このような大きさの違いにより、実際の現場では、50kg容器のような大きなものには特許文献1に示すような運搬機が利用され、20kg容器のような大きさのものでは、大きさ、特に高さが中途半端のため、荷台への上げ下げや運搬が担いで行われる場合が多い。
しかしながら、20kg容器は、50kg容器に比べて大きさが小さいものの、重さが約40kg近くとなるため、無理な姿勢を取りながら重量物を上げ降ろしするため疲労も多く、所謂ギックリ腰の要因になったり、手足を痛めたりし易く、重労働であった。
【0005】
そこで、本発明では、重い荷物の積み下ろしや運搬作業の疲労を軽減可能な支援具を提供するものである。
【課題を解決するための手段】
【0006】
上記課題を解決するための支援具の構成として、荷物の積み下ろしや持ち歩きを支援するための支援具であって、作業者の胴回りに巻き付けられるベルトと、ベルトによって保持される台座とを備え、台座は、作業者の腹部左側又は腹部右側に設けられ、ベルトよりも外側に突出し、荷物が載置可能とされた載置面を有する構成とされた。

##########

- **問題文 1**
運搬支援具についての本文から、「しかしながら、20kg容器は」から「載置面を有する構成とされた。」までを、末尾の語句も含めて一字も変えずに返しなさい。
これらのレコードは本文の内容とは関係がない。

- **位置注釈データセットの抜粋**
##########

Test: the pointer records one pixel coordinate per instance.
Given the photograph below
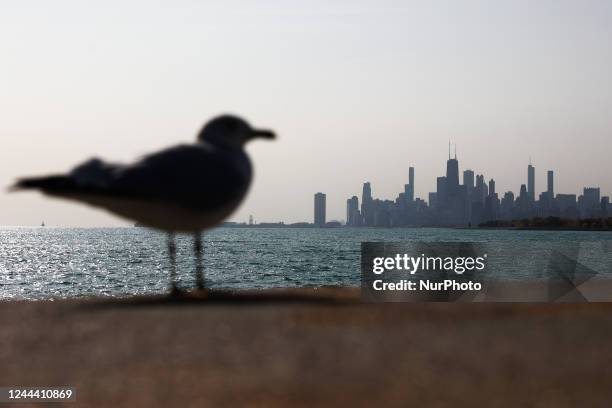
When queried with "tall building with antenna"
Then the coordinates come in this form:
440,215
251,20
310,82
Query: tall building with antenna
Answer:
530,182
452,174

##########

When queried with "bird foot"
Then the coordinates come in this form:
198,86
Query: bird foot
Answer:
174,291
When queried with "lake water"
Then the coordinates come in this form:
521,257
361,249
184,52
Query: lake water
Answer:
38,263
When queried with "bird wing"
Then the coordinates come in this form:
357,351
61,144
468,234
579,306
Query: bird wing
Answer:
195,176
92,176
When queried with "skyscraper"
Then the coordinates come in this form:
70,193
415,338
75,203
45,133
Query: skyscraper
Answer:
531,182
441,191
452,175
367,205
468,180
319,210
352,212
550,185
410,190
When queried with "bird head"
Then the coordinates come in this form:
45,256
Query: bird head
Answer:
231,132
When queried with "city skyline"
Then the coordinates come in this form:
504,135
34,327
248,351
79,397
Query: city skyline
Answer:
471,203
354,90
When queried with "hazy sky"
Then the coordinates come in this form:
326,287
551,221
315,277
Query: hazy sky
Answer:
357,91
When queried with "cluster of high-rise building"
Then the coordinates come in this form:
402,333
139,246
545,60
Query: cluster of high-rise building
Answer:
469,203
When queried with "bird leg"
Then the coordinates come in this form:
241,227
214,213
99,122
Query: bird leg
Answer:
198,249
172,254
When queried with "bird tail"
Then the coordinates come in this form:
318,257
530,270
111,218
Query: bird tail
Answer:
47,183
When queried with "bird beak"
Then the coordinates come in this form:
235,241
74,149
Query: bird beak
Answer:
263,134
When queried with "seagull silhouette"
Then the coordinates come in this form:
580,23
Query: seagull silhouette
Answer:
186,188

##########

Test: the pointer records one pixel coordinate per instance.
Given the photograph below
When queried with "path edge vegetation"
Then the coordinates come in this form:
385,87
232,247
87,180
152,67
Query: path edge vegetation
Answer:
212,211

##########

- **問題文 2**
レコードのうち、文字列「seagull」を含む行をすべて特定し、そのまま書き写しなさい。

- **正解 1**
しかしながら、20kg容器は、50kg容器に比べて大きさが小さいものの、重さが約40kg近くとなるため、無理な姿勢を取りながら重量物を上げ降ろしするため疲労も多く、所謂ギックリ腰の要因になったり、手足を痛めたりし易く、重労働であった。
【0005】
そこで、本発明では、重い荷物の積み下ろしや運搬作業の疲労を軽減可能な支援具を提供するものである。
【課題を解決するための手段】
【0006】
上記課題を解決するための支援具の構成として、荷物の積み下ろしや持ち歩きを支援するための支援具であって、作業者の胴回りに巻き付けられるベルトと、ベルトによって保持される台座とを備え、台座は、作業者の腹部左側又は腹部右側に設けられ、ベルトよりも外側に突出し、荷物が載置可能とされた載置面を有する構成とされた。

- **正解 2**
When queried with "seagull silhouette"
Query: seagull silhouette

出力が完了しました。